>> Begin Extracted records
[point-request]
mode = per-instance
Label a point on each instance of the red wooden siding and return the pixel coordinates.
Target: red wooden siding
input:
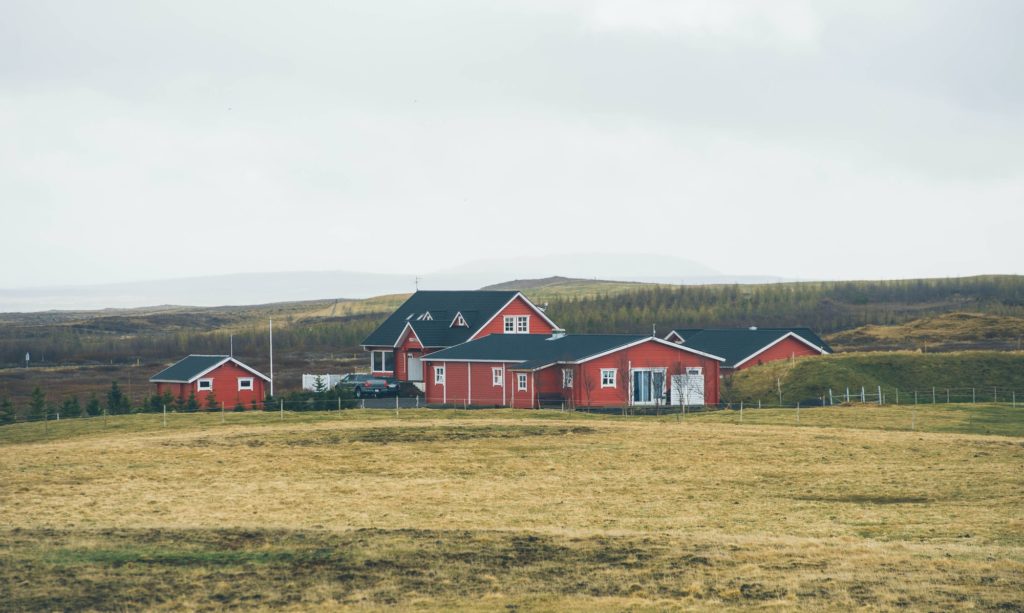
(225, 388)
(785, 349)
(471, 383)
(410, 345)
(645, 355)
(518, 306)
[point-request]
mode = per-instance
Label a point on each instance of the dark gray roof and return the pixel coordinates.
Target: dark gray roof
(194, 365)
(183, 370)
(736, 344)
(535, 351)
(476, 307)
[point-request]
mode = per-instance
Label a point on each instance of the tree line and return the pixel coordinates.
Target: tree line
(825, 306)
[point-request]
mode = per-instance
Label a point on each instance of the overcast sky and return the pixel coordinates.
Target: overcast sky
(806, 139)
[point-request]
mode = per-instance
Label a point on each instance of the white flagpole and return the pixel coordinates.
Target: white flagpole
(271, 356)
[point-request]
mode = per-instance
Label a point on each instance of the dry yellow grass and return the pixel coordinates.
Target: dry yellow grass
(506, 509)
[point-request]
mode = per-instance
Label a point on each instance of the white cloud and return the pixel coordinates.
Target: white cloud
(780, 23)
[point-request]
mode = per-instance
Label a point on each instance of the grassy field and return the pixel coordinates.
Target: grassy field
(514, 510)
(946, 332)
(807, 379)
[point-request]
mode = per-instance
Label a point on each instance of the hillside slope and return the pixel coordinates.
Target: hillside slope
(939, 333)
(806, 380)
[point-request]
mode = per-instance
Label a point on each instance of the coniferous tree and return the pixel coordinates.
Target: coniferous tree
(71, 407)
(7, 414)
(37, 404)
(117, 402)
(92, 407)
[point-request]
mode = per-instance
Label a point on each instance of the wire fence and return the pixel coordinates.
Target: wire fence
(892, 395)
(850, 397)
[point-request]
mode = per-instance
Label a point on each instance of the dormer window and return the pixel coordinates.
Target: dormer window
(517, 324)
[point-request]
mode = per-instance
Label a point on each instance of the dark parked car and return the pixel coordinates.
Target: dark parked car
(367, 385)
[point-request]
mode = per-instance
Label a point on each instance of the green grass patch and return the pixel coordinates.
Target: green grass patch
(962, 419)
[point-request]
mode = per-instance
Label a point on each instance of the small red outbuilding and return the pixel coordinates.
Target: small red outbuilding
(230, 382)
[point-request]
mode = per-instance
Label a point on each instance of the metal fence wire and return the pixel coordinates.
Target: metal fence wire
(846, 396)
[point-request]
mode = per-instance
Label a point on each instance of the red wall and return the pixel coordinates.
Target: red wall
(481, 392)
(517, 307)
(225, 388)
(649, 354)
(787, 348)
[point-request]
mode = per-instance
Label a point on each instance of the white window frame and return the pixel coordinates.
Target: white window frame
(373, 360)
(517, 324)
(610, 375)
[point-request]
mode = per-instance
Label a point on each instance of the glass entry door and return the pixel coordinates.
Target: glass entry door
(648, 386)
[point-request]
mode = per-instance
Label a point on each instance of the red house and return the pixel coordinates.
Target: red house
(528, 370)
(429, 321)
(230, 382)
(743, 348)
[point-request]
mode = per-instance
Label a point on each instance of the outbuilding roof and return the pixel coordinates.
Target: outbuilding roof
(194, 366)
(431, 314)
(740, 344)
(531, 352)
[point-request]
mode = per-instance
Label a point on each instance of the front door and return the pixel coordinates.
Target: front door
(648, 386)
(687, 389)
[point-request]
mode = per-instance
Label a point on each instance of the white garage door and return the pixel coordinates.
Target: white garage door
(415, 368)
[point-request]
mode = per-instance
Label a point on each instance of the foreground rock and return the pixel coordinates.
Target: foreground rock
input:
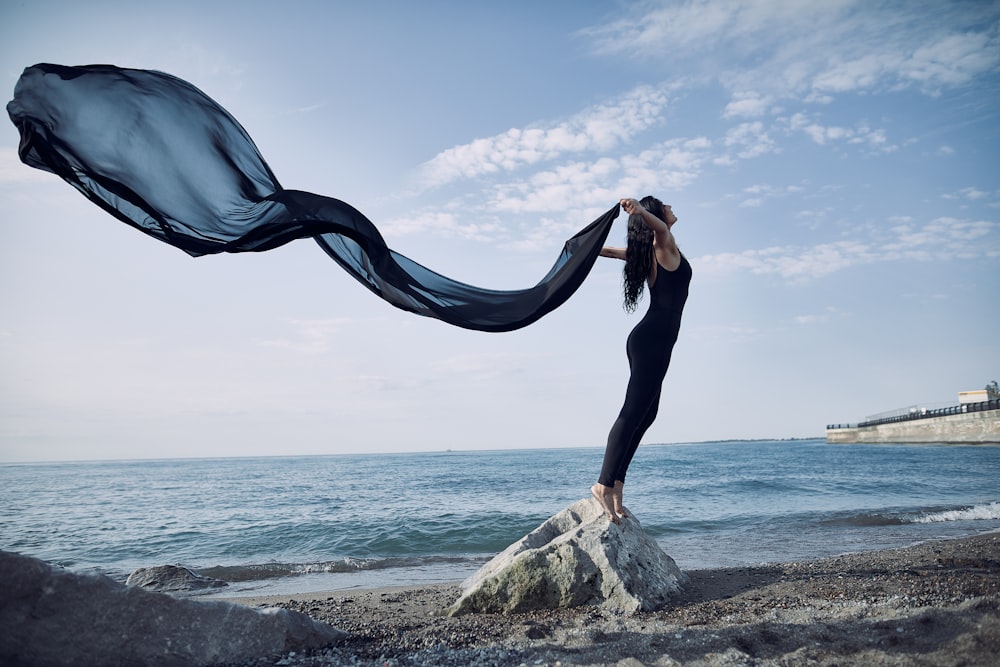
(50, 616)
(575, 558)
(171, 579)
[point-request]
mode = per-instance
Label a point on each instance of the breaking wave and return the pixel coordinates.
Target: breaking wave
(974, 513)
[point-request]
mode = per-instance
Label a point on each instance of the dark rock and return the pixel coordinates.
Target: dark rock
(50, 616)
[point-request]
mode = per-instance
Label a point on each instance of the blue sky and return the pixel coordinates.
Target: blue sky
(833, 165)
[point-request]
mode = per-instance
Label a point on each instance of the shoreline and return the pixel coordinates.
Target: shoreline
(934, 603)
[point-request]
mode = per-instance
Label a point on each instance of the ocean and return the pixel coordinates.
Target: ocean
(281, 525)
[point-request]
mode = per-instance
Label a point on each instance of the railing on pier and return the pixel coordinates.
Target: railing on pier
(992, 404)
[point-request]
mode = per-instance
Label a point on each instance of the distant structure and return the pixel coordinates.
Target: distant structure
(975, 420)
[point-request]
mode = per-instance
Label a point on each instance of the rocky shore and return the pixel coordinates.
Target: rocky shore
(933, 604)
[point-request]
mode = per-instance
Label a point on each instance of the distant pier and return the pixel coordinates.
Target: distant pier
(968, 423)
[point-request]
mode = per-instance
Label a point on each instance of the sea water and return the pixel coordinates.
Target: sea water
(296, 524)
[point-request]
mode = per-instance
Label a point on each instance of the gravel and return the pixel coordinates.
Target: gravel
(936, 604)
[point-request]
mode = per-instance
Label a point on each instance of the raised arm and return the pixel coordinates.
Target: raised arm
(664, 244)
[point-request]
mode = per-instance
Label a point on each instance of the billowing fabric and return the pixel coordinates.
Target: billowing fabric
(158, 154)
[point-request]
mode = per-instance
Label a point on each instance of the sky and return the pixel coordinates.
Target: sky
(833, 165)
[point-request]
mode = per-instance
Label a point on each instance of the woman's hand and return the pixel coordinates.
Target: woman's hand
(631, 206)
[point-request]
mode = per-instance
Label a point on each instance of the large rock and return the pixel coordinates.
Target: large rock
(171, 579)
(575, 558)
(49, 616)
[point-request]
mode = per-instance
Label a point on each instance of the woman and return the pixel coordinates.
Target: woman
(652, 258)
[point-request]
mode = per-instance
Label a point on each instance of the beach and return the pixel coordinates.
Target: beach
(936, 603)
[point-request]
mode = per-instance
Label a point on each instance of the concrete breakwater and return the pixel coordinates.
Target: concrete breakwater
(974, 423)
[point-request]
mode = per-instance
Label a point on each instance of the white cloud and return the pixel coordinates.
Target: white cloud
(747, 104)
(810, 50)
(862, 134)
(941, 239)
(749, 140)
(598, 128)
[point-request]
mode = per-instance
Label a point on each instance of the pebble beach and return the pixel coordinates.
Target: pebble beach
(936, 603)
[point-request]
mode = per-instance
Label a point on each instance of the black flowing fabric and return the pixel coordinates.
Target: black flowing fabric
(160, 155)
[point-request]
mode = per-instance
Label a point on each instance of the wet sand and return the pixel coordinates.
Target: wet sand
(936, 604)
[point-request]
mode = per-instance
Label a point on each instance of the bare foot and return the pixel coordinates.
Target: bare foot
(604, 495)
(617, 496)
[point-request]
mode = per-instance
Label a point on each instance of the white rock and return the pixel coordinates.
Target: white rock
(576, 557)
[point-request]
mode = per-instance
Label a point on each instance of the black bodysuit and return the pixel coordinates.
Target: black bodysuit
(649, 347)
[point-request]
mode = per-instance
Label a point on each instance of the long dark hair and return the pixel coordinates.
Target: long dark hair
(639, 253)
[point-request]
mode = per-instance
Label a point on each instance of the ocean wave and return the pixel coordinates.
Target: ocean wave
(258, 572)
(864, 519)
(987, 512)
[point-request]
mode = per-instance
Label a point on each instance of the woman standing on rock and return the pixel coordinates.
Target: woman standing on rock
(651, 258)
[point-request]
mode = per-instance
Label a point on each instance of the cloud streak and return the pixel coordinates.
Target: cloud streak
(599, 128)
(809, 50)
(941, 239)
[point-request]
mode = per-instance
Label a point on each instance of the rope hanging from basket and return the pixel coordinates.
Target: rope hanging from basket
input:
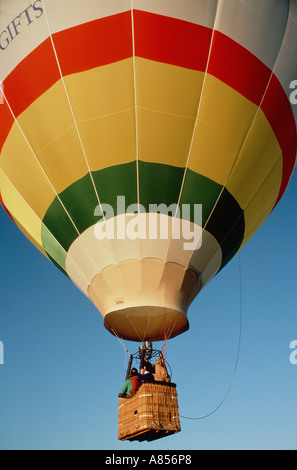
(164, 350)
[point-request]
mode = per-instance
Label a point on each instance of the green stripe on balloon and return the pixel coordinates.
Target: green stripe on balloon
(158, 184)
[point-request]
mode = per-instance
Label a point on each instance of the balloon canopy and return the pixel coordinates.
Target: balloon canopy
(116, 108)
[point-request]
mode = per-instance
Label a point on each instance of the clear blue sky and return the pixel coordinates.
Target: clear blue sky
(63, 370)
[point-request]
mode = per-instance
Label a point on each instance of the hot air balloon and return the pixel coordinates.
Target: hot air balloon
(119, 117)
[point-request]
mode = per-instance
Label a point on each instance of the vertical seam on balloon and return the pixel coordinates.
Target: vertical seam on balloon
(40, 165)
(42, 223)
(198, 110)
(196, 120)
(71, 110)
(135, 105)
(244, 141)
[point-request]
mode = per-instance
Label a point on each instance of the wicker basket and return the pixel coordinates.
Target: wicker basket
(152, 413)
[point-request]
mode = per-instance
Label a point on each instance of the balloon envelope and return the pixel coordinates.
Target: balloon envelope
(178, 111)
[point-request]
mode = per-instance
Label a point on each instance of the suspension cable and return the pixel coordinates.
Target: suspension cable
(237, 355)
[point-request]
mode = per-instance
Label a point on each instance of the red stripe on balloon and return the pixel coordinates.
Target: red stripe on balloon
(161, 39)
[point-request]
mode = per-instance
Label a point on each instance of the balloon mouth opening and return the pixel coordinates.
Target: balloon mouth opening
(146, 323)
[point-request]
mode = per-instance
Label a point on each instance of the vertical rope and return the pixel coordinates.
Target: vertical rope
(237, 355)
(164, 350)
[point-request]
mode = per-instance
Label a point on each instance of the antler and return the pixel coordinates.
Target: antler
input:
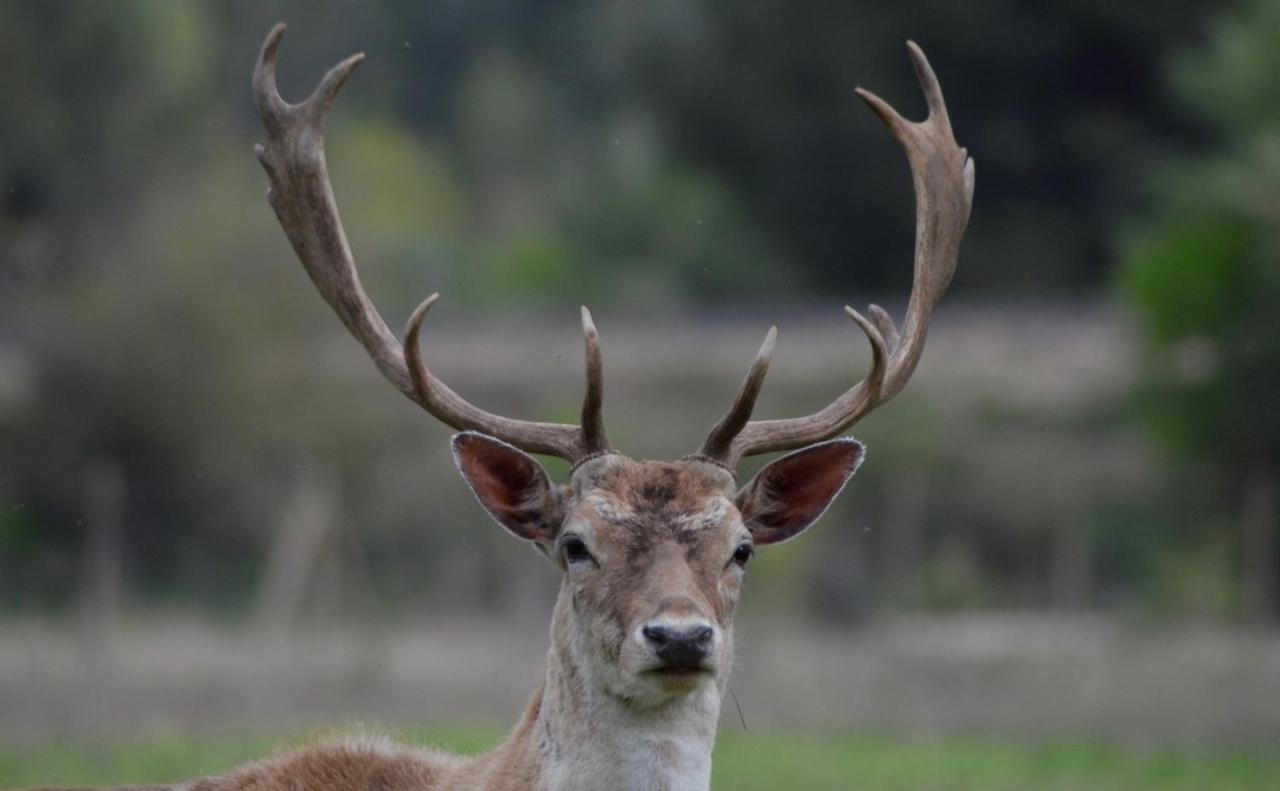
(942, 174)
(302, 199)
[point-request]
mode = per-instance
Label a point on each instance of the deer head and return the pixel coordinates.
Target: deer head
(652, 553)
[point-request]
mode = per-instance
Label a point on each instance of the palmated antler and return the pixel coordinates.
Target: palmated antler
(942, 174)
(302, 199)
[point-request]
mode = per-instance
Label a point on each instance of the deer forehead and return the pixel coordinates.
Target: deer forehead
(636, 504)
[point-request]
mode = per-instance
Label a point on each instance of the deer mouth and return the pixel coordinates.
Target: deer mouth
(681, 672)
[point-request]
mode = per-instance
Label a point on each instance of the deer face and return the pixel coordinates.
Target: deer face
(653, 553)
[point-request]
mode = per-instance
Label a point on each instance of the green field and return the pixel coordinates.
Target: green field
(746, 762)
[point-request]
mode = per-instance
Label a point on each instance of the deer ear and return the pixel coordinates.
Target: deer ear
(510, 484)
(790, 493)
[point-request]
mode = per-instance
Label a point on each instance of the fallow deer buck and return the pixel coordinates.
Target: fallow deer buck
(652, 553)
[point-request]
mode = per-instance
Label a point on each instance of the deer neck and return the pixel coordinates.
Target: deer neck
(590, 739)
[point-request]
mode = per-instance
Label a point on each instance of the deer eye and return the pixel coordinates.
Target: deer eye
(575, 551)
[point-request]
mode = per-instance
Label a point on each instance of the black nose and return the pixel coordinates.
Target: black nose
(680, 648)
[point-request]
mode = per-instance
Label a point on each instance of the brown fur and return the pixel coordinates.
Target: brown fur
(662, 538)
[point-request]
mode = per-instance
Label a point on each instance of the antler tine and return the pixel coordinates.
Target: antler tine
(455, 411)
(302, 199)
(594, 439)
(718, 442)
(942, 175)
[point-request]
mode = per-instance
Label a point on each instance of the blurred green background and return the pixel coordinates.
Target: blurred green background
(1068, 526)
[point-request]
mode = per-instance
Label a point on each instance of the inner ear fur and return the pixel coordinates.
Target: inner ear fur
(790, 493)
(510, 484)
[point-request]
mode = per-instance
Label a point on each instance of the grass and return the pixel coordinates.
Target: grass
(744, 762)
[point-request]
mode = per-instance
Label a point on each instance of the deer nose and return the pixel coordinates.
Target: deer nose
(680, 648)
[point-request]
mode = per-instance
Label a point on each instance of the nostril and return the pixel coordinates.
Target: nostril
(658, 635)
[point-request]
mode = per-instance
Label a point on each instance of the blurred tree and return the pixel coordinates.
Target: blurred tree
(1203, 270)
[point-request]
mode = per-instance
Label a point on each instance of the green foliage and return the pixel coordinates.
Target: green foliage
(745, 762)
(1202, 270)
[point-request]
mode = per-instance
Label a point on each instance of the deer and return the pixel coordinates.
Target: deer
(650, 554)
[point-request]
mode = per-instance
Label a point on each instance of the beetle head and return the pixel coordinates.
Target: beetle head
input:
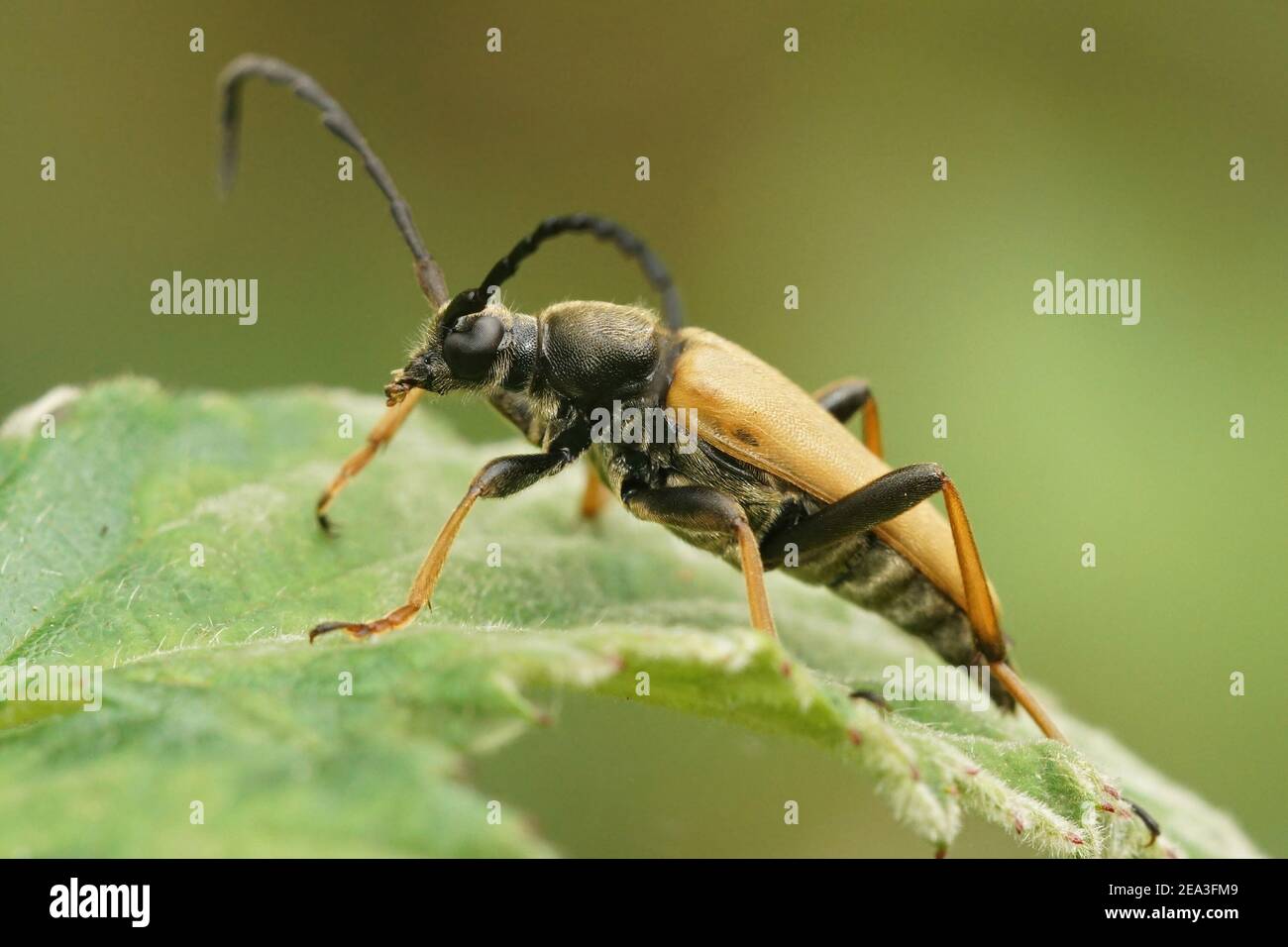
>> End Extracted records
Aim of the exercise:
How many of the lines above contain the word "neck"? Reply with the number alone.

Written response:
2